Reproduce the records word for word, with nothing left out.

[Records excerpted from a collection]

------------------------------------------------------------

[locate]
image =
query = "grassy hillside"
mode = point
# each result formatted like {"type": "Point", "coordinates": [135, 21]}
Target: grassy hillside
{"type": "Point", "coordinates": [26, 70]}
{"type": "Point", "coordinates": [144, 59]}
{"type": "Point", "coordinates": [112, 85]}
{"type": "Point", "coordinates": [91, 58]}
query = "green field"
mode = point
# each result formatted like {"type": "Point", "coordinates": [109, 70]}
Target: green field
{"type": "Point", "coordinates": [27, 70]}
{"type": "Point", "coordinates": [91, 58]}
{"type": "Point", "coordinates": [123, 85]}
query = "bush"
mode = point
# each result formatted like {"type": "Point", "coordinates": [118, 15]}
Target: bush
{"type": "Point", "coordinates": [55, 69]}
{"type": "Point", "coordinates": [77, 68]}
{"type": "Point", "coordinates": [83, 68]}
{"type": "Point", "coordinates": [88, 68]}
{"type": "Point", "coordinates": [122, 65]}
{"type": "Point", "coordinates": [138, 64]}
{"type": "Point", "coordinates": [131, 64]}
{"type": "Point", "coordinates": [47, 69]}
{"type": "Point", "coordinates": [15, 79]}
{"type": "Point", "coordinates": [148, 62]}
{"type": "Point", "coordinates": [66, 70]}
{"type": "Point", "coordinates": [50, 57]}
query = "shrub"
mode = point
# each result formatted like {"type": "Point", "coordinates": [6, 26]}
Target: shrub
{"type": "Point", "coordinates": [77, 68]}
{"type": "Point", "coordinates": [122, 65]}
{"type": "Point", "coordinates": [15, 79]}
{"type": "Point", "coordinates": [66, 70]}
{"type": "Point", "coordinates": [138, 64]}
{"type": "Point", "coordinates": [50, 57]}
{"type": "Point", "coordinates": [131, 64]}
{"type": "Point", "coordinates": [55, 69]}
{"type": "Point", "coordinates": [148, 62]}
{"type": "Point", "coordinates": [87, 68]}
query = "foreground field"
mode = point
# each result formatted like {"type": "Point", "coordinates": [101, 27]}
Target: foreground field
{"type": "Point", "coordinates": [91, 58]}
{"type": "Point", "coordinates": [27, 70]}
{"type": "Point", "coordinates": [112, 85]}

------------------------------------------------------------

EXERCISE OUTPUT:
[locate]
image =
query = "grassy hillside"
mode = point
# each result formatted like {"type": "Point", "coordinates": [135, 21]}
Target: grassy hillside
{"type": "Point", "coordinates": [26, 70]}
{"type": "Point", "coordinates": [144, 59]}
{"type": "Point", "coordinates": [112, 85]}
{"type": "Point", "coordinates": [91, 58]}
query = "green field"
mode = point
# each result formatted like {"type": "Point", "coordinates": [109, 70]}
Target: green field
{"type": "Point", "coordinates": [27, 70]}
{"type": "Point", "coordinates": [91, 58]}
{"type": "Point", "coordinates": [123, 85]}
query = "bush"
mode = point
# each result formatted like {"type": "Point", "coordinates": [118, 15]}
Target: bush
{"type": "Point", "coordinates": [55, 69]}
{"type": "Point", "coordinates": [77, 68]}
{"type": "Point", "coordinates": [83, 68]}
{"type": "Point", "coordinates": [88, 68]}
{"type": "Point", "coordinates": [122, 65]}
{"type": "Point", "coordinates": [138, 64]}
{"type": "Point", "coordinates": [131, 64]}
{"type": "Point", "coordinates": [47, 69]}
{"type": "Point", "coordinates": [15, 79]}
{"type": "Point", "coordinates": [148, 62]}
{"type": "Point", "coordinates": [66, 70]}
{"type": "Point", "coordinates": [50, 57]}
query = "shrub"
mode = point
# each result formatted like {"type": "Point", "coordinates": [6, 26]}
Target: shrub
{"type": "Point", "coordinates": [77, 68]}
{"type": "Point", "coordinates": [122, 65]}
{"type": "Point", "coordinates": [15, 79]}
{"type": "Point", "coordinates": [66, 70]}
{"type": "Point", "coordinates": [138, 64]}
{"type": "Point", "coordinates": [50, 57]}
{"type": "Point", "coordinates": [131, 64]}
{"type": "Point", "coordinates": [55, 69]}
{"type": "Point", "coordinates": [148, 62]}
{"type": "Point", "coordinates": [87, 68]}
query = "foreground field"
mode = point
# each result formatted like {"type": "Point", "coordinates": [101, 27]}
Target: foreground field
{"type": "Point", "coordinates": [91, 58]}
{"type": "Point", "coordinates": [27, 70]}
{"type": "Point", "coordinates": [112, 85]}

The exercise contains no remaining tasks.